**What you will do:** Rewrite everything from the line containing "Note: indicate the building" down to the line containing "<point>544,161</point>", replacing "building roof" with "rooftop" and keeping all else unchanged.

(Records from a collection)
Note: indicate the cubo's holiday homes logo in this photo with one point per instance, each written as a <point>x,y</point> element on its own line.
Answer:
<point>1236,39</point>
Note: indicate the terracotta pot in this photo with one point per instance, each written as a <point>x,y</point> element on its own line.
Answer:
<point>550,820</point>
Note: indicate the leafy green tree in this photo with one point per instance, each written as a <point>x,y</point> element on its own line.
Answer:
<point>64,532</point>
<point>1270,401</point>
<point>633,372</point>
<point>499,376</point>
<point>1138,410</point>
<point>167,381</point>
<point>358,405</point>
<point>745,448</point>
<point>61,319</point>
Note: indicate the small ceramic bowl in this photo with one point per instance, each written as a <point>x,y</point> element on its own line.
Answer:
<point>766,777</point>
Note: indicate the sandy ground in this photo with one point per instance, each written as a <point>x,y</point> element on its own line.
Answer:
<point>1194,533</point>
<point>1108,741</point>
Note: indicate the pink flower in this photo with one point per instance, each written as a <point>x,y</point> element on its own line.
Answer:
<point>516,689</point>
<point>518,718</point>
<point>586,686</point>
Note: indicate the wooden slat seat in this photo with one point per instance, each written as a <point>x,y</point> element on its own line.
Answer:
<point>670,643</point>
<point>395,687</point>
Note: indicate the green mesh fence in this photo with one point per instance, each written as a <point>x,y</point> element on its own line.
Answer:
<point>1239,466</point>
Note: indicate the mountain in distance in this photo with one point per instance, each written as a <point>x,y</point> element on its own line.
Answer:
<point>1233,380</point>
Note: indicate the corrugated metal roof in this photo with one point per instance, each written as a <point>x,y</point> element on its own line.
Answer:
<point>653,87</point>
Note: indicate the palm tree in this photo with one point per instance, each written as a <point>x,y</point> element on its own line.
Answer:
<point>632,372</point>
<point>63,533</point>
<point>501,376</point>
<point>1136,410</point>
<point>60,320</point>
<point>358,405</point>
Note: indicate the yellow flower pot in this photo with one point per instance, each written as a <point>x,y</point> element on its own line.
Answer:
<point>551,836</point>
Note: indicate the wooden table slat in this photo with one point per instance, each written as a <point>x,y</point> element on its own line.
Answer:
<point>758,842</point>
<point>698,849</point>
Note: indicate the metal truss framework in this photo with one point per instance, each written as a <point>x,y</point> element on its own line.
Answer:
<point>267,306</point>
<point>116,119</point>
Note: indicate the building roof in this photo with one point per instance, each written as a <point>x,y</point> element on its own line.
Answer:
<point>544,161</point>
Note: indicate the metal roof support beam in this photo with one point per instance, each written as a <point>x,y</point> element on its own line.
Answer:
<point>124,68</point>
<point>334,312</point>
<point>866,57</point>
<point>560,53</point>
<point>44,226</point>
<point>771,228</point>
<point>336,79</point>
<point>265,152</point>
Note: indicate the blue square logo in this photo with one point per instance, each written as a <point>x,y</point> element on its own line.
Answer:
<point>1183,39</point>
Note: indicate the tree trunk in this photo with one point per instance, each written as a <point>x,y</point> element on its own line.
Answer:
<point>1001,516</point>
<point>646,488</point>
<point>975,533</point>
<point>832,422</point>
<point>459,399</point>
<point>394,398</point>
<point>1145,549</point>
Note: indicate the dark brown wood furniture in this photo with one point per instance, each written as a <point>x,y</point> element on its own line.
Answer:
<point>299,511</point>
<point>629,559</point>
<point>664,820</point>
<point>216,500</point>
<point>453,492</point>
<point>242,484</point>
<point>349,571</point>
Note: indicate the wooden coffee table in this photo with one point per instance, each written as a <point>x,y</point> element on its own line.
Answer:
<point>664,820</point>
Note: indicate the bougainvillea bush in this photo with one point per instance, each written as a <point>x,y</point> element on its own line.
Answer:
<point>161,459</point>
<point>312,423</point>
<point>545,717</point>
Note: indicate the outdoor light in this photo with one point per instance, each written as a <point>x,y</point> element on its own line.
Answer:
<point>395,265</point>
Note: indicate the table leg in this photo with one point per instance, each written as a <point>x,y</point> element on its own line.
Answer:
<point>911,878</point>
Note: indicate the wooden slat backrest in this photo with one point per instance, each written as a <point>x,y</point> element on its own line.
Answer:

**Task answer:**
Note: indicate the rooftop in this photo with one point per instance, each written as a <point>x,y</point> element on its own line.
Answer:
<point>544,161</point>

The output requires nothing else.